> Problem requirements
Can you format every line of the entries below as a Markdown table with the columns Row and Line, numbering each line and leaving out blank lines?
- - - - -
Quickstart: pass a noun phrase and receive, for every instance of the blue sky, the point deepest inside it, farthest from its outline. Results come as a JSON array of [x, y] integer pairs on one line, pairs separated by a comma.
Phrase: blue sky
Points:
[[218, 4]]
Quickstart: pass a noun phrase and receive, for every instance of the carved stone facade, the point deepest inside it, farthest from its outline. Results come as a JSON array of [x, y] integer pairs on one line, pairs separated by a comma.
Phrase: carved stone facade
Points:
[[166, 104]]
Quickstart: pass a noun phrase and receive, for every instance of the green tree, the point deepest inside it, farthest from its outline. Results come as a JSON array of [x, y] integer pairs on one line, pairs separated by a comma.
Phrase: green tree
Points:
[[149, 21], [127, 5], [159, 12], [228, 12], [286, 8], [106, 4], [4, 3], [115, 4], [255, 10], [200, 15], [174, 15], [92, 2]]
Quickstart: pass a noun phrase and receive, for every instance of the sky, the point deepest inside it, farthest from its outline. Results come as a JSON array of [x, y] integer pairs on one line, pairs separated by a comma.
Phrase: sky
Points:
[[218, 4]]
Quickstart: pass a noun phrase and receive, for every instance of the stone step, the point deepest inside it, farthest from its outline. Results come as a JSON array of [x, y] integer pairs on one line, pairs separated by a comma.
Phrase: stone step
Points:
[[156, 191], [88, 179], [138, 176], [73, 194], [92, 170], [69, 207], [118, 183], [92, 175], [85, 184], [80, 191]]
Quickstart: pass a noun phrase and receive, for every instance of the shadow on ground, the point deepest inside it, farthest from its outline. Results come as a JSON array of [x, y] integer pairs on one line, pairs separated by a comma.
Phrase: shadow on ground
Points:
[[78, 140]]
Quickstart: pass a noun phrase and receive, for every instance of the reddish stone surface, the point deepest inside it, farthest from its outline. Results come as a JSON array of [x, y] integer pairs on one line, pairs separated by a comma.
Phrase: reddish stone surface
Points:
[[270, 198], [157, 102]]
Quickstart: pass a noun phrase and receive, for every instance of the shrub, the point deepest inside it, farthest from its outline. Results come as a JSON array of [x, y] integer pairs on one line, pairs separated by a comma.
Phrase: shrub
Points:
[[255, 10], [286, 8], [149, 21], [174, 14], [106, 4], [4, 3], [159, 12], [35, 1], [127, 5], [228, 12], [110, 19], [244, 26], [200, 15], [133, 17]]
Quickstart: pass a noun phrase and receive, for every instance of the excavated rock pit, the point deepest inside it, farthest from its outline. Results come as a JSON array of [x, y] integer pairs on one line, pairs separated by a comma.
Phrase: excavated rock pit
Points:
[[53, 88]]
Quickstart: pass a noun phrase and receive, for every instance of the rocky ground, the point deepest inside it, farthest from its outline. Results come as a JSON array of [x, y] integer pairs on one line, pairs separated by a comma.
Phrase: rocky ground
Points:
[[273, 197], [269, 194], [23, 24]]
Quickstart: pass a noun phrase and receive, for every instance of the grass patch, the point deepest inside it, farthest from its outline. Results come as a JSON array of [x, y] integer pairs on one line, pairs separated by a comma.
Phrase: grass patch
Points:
- - - - -
> Correct result
| Row | Line |
|---|---|
| 1 | Quickstart: pass a noun phrase and receive, for every instance of the blue sky, the point deepest inside it, farthest from its outline. Results come as a JSON array of [x, y] integer pairs on one line, pairs separated by a comma. |
| 2 | Phrase: blue sky |
| 3 | Points: |
| 4 | [[218, 4]] |
| 5 | Quickstart: pass a noun phrase and receive, for every instance of the carved stone facade, the point deepest inside it, farthest from its outline. Results come as a JSON array of [x, y] integer pairs on one line, pairs separated by a comma. |
| 6 | Phrase: carved stone facade |
| 7 | Points: |
| 8 | [[166, 104]] |
| 9 | Quickstart: pass a noun phrase and receive, for every instance of the green tree, the point deepest inside it, farthest from its outline. Results come as a JSON array of [x, y] integer pairs on one line, pairs separated by a comma. |
| 10 | Phrase: green tree |
| 11 | Points: |
| 12 | [[149, 21], [127, 5], [159, 12], [228, 12], [286, 8], [106, 4], [4, 3], [115, 4], [255, 10], [200, 15], [174, 15], [92, 2]] |
| 13 | Quickstart: pass a noun phrase and receive, for every instance of the sky, the point deepest inside it, farthest from its outline. Results come as a JSON array of [x, y] integer pairs on one line, pairs separated by a comma. |
| 14 | Phrase: sky |
| 15 | Points: |
| 16 | [[218, 4]] |
| 17 | Quickstart: pass a noun phrase and receive, for every instance of the stone step, the point deepest inside it, farthest from its outline. Results come as a JSON array of [x, y] integer pairs on one line, pairs separated by a comma. |
| 18 | Phrase: stone step |
| 19 | Points: |
| 20 | [[156, 191], [88, 179], [138, 176], [73, 194], [92, 170], [69, 207], [118, 183], [92, 175], [85, 184], [80, 191]] |
| 21 | Quickstart: pass a noun phrase and receive, for every instance of the shadow on ground, the point deepest inside it, farthest from its outline. Results come as a JSON array of [x, y] integer pairs on one line, pairs separated by a comma. |
| 22 | Phrase: shadow on ground |
| 23 | Points: |
| 24 | [[78, 140]] |
| 25 | Quickstart: pass a noun phrase and receive, for every instance of the reddish stone surface, the point deepest inside it, farthest from its outline. Results come as a JSON array of [x, y] integer pairs on one line, pairs separated by a comma. |
| 26 | Phrase: reddish stone surface |
| 27 | Points: |
| 28 | [[270, 198], [157, 102]] |
| 29 | Quickstart: pass a noun phrase and receive, for every instance of the shrub, the point deepest inside it, farthest from its outline. Results come as a JSON array of [x, y] integer pairs on one line, pairs separated by a comma. |
| 30 | Phrase: shrub |
| 31 | Points: |
| 32 | [[255, 10], [286, 8], [149, 21], [174, 14], [106, 4], [4, 3], [159, 12], [35, 1], [127, 5], [228, 12], [110, 19], [244, 26], [200, 15], [133, 17]] |
| 33 | Quickstart: pass a noun phrase and receive, for every instance of the excavated rock pit, the point deepest inside it, farthest from its outline. Results come as a JSON array of [x, y] integer pairs on one line, pairs separated by a comma. |
| 34 | Phrase: excavated rock pit |
| 35 | Points: |
| 36 | [[53, 88]] |
| 37 | Quickstart: pass a noun phrase and receive, for every instance of the rocky ground, the point deepest inside it, farthest from its outline. Results come as a JSON array of [x, y] integer pairs on one line, pairs separated by a comma. |
| 38 | Phrase: rocky ground |
| 39 | Points: |
| 40 | [[273, 197], [269, 194], [23, 24]] |
| 41 | Quickstart: pass a noun phrase and receive, for every instance of the grass patch, the point deepest inside it, farthest from its outline. Results come as a JSON array of [x, y] integer pairs on one line, pairs separated by a comma. |
| 42 | Phrase: grass patch |
| 43 | Points: |